THE RECORDS
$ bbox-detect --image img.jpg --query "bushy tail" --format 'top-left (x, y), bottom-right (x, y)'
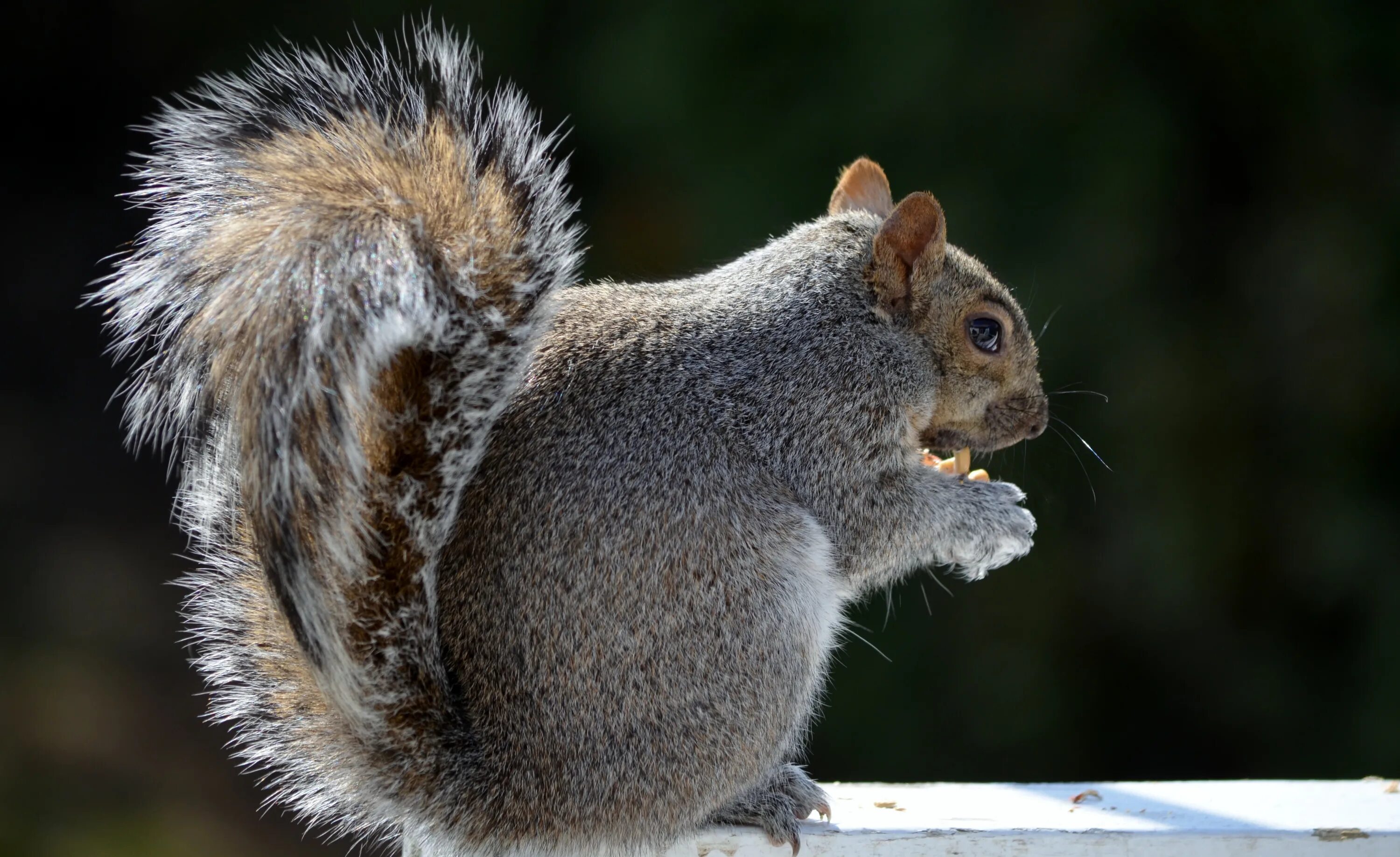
top-left (95, 27), bottom-right (578, 837)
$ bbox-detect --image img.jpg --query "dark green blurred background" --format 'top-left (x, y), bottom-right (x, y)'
top-left (0, 0), bottom-right (1400, 857)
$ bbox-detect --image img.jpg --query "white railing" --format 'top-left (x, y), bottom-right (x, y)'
top-left (666, 779), bottom-right (1400, 857)
top-left (405, 779), bottom-right (1400, 857)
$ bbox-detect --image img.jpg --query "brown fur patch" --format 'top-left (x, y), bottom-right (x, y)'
top-left (869, 190), bottom-right (948, 315)
top-left (237, 115), bottom-right (529, 309)
top-left (826, 158), bottom-right (895, 217)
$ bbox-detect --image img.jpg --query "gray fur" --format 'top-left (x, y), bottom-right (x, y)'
top-left (97, 20), bottom-right (1043, 854)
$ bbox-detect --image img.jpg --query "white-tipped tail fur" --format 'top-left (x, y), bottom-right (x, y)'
top-left (95, 27), bottom-right (578, 836)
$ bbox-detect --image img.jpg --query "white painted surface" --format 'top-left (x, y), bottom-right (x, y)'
top-left (666, 780), bottom-right (1400, 857)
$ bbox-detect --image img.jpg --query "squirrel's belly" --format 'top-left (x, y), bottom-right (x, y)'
top-left (442, 462), bottom-right (846, 843)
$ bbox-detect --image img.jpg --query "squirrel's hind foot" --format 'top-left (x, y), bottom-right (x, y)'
top-left (708, 765), bottom-right (832, 857)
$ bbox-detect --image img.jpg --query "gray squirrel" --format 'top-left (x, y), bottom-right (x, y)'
top-left (95, 25), bottom-right (1047, 856)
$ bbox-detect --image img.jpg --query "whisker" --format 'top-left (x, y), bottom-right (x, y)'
top-left (1050, 426), bottom-right (1099, 506)
top-left (846, 629), bottom-right (895, 664)
top-left (1050, 416), bottom-right (1113, 473)
top-left (928, 569), bottom-right (953, 598)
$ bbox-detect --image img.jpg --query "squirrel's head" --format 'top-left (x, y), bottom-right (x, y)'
top-left (827, 158), bottom-right (1050, 451)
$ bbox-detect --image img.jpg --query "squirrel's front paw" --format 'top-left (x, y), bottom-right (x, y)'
top-left (710, 765), bottom-right (832, 854)
top-left (938, 479), bottom-right (1036, 580)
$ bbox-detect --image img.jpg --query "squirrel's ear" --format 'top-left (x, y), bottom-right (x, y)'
top-left (871, 190), bottom-right (948, 314)
top-left (826, 158), bottom-right (895, 217)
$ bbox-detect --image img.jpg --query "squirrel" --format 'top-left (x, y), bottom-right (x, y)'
top-left (94, 24), bottom-right (1047, 856)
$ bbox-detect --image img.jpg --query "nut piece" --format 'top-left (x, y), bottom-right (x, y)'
top-left (953, 447), bottom-right (972, 475)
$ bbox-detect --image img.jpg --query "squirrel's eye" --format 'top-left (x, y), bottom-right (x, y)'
top-left (967, 316), bottom-right (1001, 354)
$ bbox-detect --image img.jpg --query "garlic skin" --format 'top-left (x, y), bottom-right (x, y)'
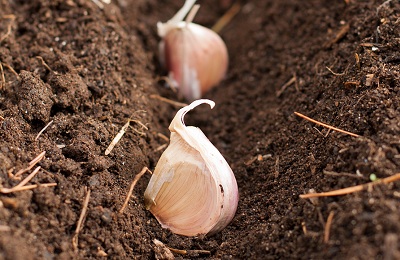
top-left (144, 99), bottom-right (239, 236)
top-left (157, 0), bottom-right (229, 101)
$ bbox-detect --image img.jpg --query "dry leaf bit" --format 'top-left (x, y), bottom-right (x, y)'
top-left (144, 99), bottom-right (239, 236)
top-left (157, 0), bottom-right (228, 100)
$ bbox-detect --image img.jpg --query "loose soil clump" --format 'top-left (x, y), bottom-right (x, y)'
top-left (0, 0), bottom-right (400, 259)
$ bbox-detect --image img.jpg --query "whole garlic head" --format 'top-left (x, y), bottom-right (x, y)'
top-left (157, 0), bottom-right (228, 100)
top-left (144, 99), bottom-right (239, 236)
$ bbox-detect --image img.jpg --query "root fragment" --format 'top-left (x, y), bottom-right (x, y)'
top-left (72, 187), bottom-right (90, 251)
top-left (118, 166), bottom-right (152, 214)
top-left (150, 95), bottom-right (187, 107)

TASK GOAL
Locate each line above that contains the string "gray", matching case exactly, and copy those lines.

ANSWER FOR THIS EXERCISE
$ bbox-detect --image img.jpg --query "gray fur" --format 'top-left (x, y), bottom-right (x, y)'
$ bbox-detect --image img.jpg --query "gray squirrel" --format 'top-left (x, y), bottom-right (x, y)'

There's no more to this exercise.